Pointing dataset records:
------------------------------

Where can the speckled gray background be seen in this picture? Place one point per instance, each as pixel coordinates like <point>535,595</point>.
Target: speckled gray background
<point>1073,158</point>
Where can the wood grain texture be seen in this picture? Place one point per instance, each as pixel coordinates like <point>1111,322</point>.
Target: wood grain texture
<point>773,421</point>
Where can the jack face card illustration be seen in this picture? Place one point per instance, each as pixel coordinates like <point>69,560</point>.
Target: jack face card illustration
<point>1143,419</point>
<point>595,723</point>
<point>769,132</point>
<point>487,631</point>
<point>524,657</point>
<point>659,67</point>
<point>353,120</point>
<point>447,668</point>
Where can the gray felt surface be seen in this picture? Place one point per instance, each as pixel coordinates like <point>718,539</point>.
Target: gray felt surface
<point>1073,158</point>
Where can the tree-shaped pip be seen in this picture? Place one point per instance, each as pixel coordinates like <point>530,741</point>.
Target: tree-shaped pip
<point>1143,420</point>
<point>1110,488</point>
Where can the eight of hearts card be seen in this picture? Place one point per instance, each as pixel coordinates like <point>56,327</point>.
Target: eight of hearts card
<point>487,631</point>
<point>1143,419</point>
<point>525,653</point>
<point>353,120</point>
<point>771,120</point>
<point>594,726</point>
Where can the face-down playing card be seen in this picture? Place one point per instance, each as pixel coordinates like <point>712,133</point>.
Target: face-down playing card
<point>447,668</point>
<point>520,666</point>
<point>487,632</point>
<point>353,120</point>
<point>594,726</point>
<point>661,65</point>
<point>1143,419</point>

------------------------------

Given problem
Reproduce the listing above verbatim, keeping every line and character unchanged.

Task response
Where can the speckled gray background be seen in this picture? Place one point per instance, each as pixel coordinates like <point>535,595</point>.
Target: speckled gray background
<point>1073,158</point>
Where can the wood grain texture be seen in this picture? Place one point per instance, each as pixel coordinates like <point>1111,322</point>.
Target: wood grain texture
<point>773,421</point>
Where can the jack face card illustration be seen in this picture? Place one point per instance, each as pixel coordinates like <point>69,560</point>.
Target: jack face card illustration
<point>1143,419</point>
<point>595,723</point>
<point>769,132</point>
<point>487,631</point>
<point>524,657</point>
<point>659,67</point>
<point>353,120</point>
<point>447,668</point>
Where can the gray felt surface be seen in this picture? Place one point per instance, each as pixel coordinates like <point>718,539</point>.
Target: gray felt surface
<point>1073,158</point>
Where can the tree-shaped pip be seen in this picture? Place one point per instance, each as pixel coordinates like <point>530,741</point>.
Target: tree-shaped pip
<point>1143,420</point>
<point>1110,488</point>
Where can the eight of hearts card be seen in this picture? Place one point per instance, each as pixel coordinates like <point>56,327</point>.
Target: eight of hearts card
<point>487,631</point>
<point>1143,419</point>
<point>525,653</point>
<point>353,120</point>
<point>771,120</point>
<point>594,726</point>
Where can the face-down playing card be seen in this picture? Place one point per instance, each as pixel coordinates like <point>712,133</point>.
Target: face-down playing card
<point>447,668</point>
<point>520,666</point>
<point>487,632</point>
<point>353,120</point>
<point>594,726</point>
<point>661,65</point>
<point>1143,419</point>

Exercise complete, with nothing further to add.